[Items from a dataset]
____

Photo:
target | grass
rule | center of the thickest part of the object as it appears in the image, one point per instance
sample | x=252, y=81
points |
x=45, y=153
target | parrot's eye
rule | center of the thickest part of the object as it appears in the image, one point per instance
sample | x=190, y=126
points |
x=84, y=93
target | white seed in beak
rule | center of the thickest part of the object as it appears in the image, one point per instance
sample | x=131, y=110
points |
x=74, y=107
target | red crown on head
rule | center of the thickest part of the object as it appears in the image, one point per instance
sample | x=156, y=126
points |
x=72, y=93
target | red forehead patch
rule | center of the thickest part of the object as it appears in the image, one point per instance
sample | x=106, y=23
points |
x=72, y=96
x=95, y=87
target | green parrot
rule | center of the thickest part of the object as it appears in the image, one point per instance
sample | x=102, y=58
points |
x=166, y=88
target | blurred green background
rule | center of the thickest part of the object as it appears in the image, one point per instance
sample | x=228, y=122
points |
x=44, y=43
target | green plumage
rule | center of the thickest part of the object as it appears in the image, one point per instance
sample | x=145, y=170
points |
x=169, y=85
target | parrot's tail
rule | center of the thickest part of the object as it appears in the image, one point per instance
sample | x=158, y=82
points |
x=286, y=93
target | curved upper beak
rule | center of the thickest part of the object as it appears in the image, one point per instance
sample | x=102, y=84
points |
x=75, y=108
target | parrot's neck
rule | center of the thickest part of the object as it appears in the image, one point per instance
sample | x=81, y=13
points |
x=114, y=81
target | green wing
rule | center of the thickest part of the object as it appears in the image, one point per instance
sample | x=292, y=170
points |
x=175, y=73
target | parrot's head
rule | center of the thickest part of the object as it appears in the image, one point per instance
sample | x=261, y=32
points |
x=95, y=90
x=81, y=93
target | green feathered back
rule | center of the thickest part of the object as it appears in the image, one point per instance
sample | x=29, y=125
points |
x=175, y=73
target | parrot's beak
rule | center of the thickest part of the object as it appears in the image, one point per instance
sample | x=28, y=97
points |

____

• _Try it_:
The records above are to be copied out exactly, line for line.

• _Solution to this exercise_:
Photo:
target | grass
rule | center of the thickest part of the object as it appears in the image, one point per instance
sample | x=252, y=81
points |
x=45, y=153
target | parrot's eye
rule | center of the thickest part of the object as it appears in the image, one point per instance
sample | x=190, y=126
points |
x=84, y=93
target | white seed in beak
rule | center of the thickest part of the object as it appears in the image, one point per instance
sample | x=131, y=110
points |
x=74, y=107
target | red crown on head
rule | center of the thickest part of the object as it appears in the image, one point per instance
sample | x=156, y=126
points |
x=72, y=93
target | red forehead patch
rule | center of the thickest part of the object as it appears in the image, one point per instance
sample | x=106, y=23
points |
x=72, y=96
x=95, y=87
target | green parrot
rule | center of the thickest part of the object as it appears in the image, one point per instance
sample | x=102, y=58
points |
x=166, y=88
target | blurred green background
rule | center of the thickest part of the object as it appears in the image, one point per instance
sample | x=228, y=122
points |
x=44, y=43
target | green plumage
rule | center of the thickest part of the object as it appears in the image, one point per instance
sample | x=145, y=170
points |
x=169, y=85
target | parrot's tail
rule | center of the thickest part of the object as it appears in the image, one point per instance
sample | x=158, y=82
points |
x=286, y=93
target | curved upper beak
rule | center of the thickest part of the object as it appears in the image, one point per instance
sample | x=102, y=84
points |
x=75, y=108
target | parrot's neck
rule | center of the thickest part of the object as it appears in the image, one point per instance
sample | x=81, y=13
points |
x=114, y=81
target | green wing
rule | center of the thickest part of the object as it appears in the image, one point per instance
sample | x=292, y=170
points |
x=175, y=73
target | parrot's head
rule | center of the thickest part of the object as it appears in the image, one point per instance
sample | x=261, y=32
points |
x=95, y=90
x=81, y=93
target | green feathered back
rule | center of the thickest part of the object as it appears in the image, one point per instance
sample | x=29, y=125
points |
x=175, y=73
target | parrot's beak
rule | center of the thickest part of the object as it appears in the image, one point per instance
sample | x=28, y=97
points |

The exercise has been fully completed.